— START RAW RECORDS —
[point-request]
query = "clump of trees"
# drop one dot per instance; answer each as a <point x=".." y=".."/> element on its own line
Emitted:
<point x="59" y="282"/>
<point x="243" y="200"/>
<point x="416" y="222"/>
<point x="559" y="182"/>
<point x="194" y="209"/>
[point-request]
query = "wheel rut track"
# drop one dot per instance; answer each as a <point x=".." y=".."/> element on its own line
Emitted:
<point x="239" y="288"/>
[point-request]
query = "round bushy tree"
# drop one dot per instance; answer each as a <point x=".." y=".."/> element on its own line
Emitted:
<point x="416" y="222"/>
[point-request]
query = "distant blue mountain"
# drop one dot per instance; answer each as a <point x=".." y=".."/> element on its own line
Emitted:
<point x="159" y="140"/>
— END RAW RECORDS —
Update the lines above by replacing every "Emitted" with "Output" and keep everything else the same.

[point-request]
query = "clump of trees"
# drop one dot per instance; answer each as a <point x=".." y=".."/> element on its own line
Output:
<point x="59" y="282"/>
<point x="243" y="200"/>
<point x="416" y="222"/>
<point x="559" y="182"/>
<point x="194" y="209"/>
[point-request]
query = "wheel rut track"
# drop one dot per instance; answer each as a <point x=".." y=".."/> element on its own line
Output:
<point x="239" y="288"/>
[point-request]
query = "round bushy tree"
# drop one dot per instance; answer each as a <point x=".." y=".."/> element on its own line
Output:
<point x="416" y="222"/>
[point-request]
query = "distant blue mountain"
# drop one dot per instance; answer each as a <point x=".." y=".."/> element on its own line
Output:
<point x="159" y="140"/>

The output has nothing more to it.